Beginning at the line that contains "top-left (747, 456), bottom-right (813, 487)", write out every line down to the end of the records, with both ends kept and nothing added.
BEGIN RECORDS PROVIDED
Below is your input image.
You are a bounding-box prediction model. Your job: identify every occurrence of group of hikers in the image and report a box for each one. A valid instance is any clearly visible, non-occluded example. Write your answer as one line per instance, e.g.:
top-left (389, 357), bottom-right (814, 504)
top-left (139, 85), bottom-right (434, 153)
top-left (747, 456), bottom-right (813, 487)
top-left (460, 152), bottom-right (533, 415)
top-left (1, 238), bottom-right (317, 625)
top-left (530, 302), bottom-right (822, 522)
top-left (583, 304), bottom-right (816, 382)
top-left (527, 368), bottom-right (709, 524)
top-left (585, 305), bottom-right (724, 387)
END RECORDS PROVIDED
## THE ANSWER
top-left (747, 456), bottom-right (813, 487)
top-left (460, 152), bottom-right (533, 415)
top-left (1, 238), bottom-right (317, 625)
top-left (530, 302), bottom-right (822, 522)
top-left (583, 304), bottom-right (816, 382)
top-left (527, 368), bottom-right (709, 524)
top-left (585, 305), bottom-right (724, 387)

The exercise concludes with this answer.